◆ **Given problem**: Rewrite the listing below as a Markdown table with the columns Row and Line, giving each nonblank line its own numbered row and omitting blank lines.
****************
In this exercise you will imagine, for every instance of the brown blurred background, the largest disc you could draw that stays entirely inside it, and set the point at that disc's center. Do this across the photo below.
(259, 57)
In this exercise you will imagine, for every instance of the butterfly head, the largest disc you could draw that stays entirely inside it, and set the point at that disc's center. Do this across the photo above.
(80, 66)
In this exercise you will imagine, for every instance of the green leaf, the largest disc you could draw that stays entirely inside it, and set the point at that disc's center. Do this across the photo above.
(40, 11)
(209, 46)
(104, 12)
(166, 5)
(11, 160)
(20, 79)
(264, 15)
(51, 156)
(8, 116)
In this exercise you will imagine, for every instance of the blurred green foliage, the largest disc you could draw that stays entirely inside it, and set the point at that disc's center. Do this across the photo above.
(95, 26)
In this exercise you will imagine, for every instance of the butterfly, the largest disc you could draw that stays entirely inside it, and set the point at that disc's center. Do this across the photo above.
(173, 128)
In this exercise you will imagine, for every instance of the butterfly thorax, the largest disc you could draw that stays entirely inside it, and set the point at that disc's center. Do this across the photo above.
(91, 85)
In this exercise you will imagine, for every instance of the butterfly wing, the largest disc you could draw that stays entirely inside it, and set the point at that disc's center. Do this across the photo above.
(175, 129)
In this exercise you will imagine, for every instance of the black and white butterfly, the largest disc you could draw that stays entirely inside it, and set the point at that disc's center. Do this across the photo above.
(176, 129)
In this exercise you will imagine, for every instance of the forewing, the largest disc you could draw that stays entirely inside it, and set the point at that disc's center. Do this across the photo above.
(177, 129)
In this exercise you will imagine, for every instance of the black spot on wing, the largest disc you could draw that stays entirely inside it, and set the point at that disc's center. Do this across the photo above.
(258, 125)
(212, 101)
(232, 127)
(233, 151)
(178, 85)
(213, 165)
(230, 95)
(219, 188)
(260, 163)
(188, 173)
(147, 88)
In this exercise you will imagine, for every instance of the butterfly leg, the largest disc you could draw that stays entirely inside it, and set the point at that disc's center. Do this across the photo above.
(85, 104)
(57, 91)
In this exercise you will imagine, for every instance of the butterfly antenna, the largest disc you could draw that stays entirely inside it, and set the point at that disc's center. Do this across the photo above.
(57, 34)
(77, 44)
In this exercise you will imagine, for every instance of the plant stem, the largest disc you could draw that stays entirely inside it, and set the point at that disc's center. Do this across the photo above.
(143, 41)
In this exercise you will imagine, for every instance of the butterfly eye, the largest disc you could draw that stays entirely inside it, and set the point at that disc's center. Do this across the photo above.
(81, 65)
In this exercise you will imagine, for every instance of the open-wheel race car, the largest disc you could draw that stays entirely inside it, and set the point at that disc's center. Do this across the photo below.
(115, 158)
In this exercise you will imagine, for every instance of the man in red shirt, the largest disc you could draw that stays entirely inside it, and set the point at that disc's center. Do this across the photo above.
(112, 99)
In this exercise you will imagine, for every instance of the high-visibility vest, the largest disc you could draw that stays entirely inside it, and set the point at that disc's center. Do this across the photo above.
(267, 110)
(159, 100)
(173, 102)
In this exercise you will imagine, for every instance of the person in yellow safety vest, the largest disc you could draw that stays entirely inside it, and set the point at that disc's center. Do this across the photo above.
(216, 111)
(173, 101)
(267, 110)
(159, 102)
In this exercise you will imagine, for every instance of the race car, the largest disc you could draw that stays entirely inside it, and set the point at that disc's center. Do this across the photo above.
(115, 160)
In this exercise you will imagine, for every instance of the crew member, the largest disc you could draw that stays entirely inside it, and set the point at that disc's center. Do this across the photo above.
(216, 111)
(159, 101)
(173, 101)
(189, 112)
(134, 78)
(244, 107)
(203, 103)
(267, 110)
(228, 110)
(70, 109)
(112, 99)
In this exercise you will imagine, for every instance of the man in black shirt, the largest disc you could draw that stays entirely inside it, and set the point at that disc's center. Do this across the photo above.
****************
◆ **Result for this task**:
| Row | Line |
|---|---|
| 1 | In this exercise you will imagine, for every instance of the brown blurred background, the largest disc you could draw that stays entirely inside it, and set the point at that disc's center. Do this across the photo below. |
| 2 | (259, 57) |
| 3 | In this exercise you will imagine, for every instance of the butterfly head, the largest disc you could draw that stays entirely inside it, and set the point at that disc's center. Do this across the photo above. |
| 4 | (80, 66) |
| 5 | In this exercise you will imagine, for every instance of the green leaf, the largest disc you could draw that stays entirely inside it, and set the point at that disc's center. Do this across the photo above. |
| 6 | (40, 11) |
| 7 | (209, 46) |
| 8 | (104, 12) |
| 9 | (166, 5) |
| 10 | (11, 160) |
| 11 | (20, 79) |
| 12 | (264, 15) |
| 13 | (51, 156) |
| 14 | (8, 116) |
| 15 | In this exercise you will imagine, for every instance of the blurred green foliage, the largest disc you could draw that stays entirely inside it, and set the point at that disc's center. Do this across the photo above. |
| 16 | (95, 26) |
| 17 | In this exercise you will imagine, for every instance of the butterfly, the largest disc you could draw that stays entirely inside it, and set the point at that disc's center. Do this across the photo above. |
| 18 | (173, 128) |
| 19 | In this exercise you will imagine, for every instance of the butterfly thorax, the largest disc you could draw that stays entirely inside it, and set the point at that disc's center. Do this across the photo above. |
| 20 | (91, 85) |
| 21 | In this exercise you will imagine, for every instance of the butterfly wing, the largest disc you could draw that stays entirely inside it, and set the point at that disc's center. Do this across the photo above. |
| 22 | (175, 129) |
| 23 | In this exercise you will imagine, for every instance of the black and white butterfly, the largest disc you could draw that stays entirely inside it, and set the point at that disc's center. Do this across the photo above. |
| 24 | (176, 129) |
| 25 | In this exercise you will imagine, for every instance of the forewing, the largest disc you could draw that stays entirely inside it, and set the point at that disc's center. Do this across the photo above. |
| 26 | (177, 129) |
| 27 | In this exercise you will imagine, for every instance of the black spot on wing, the largest disc you could draw that stays entirely inside it, and set the point at that disc's center. Do this across the photo above. |
| 28 | (258, 125) |
| 29 | (212, 101) |
| 30 | (232, 127) |
| 31 | (233, 151) |
| 32 | (178, 85) |
| 33 | (213, 165) |
| 34 | (230, 95) |
| 35 | (219, 188) |
| 36 | (260, 163) |
| 37 | (188, 173) |
| 38 | (147, 88) |
| 39 | In this exercise you will imagine, for every instance of the butterfly leg, the largest disc you could draw that stays entirely inside it, and set the point at that disc's center. Do this across the photo above. |
| 40 | (85, 104) |
| 41 | (57, 91) |
| 42 | In this exercise you will imagine, for every instance of the butterfly antenna, the largest disc you could draw that stays entirely inside it, and set the point at that disc's center. Do this across the photo above. |
| 43 | (57, 34) |
| 44 | (77, 44) |
| 45 | In this exercise you will imagine, for every instance of the plant stem, the largest disc you could draw that stays entirely inside it, and set the point at that disc's center. Do this across the photo above. |
| 46 | (143, 41) |
| 47 | In this exercise you will imagine, for every instance of the butterfly eye, the largest disc you could draw that stays entirely inside it, and set the point at that disc's center. Do this across the photo above. |
| 48 | (81, 65) |
| 49 | In this exercise you will imagine, for every instance of the open-wheel race car, the largest disc you could draw that stays entirely inside it, and set the point at that disc's center. Do this across the photo below. |
| 50 | (115, 158) |
| 51 | In this exercise you will imagine, for every instance of the man in red shirt, the largest disc you could draw that stays entirely inside it, and set the point at that disc's center. Do this across the photo above. |
| 52 | (112, 99) |
| 53 | In this exercise you will imagine, for every instance of the high-visibility vest, the largest disc you could draw that stays entirely inside it, and set the point at that disc's center. Do this across the photo above. |
| 54 | (267, 110) |
| 55 | (159, 100) |
| 56 | (173, 102) |
| 57 | In this exercise you will imagine, for every instance of the person in yellow safety vest, the largest disc you could draw that stays entirely inside it, and set the point at that disc's center. Do this across the photo above. |
| 58 | (216, 111) |
| 59 | (173, 101) |
| 60 | (267, 110) |
| 61 | (159, 102) |
| 62 | In this exercise you will imagine, for every instance of the race car, the largest disc you could draw that stays entirely inside it, and set the point at that disc's center. Do this across the photo above. |
| 63 | (115, 160) |
| 64 | In this exercise you will imagine, for every instance of the crew member, the largest disc you could draw that stays entirely inside it, and set the point at that disc's center. Do this across the photo above. |
| 65 | (216, 111) |
| 66 | (159, 101) |
| 67 | (173, 101) |
| 68 | (189, 112) |
| 69 | (134, 78) |
| 70 | (244, 107) |
| 71 | (203, 103) |
| 72 | (267, 110) |
| 73 | (228, 110) |
| 74 | (70, 109) |
| 75 | (112, 99) |
| 76 | In this exercise you will imagine, for every instance of the man in black shirt, the largest disc you could draw that stays entirely inside it, and set the point at that disc's center. Do this across the photo above. |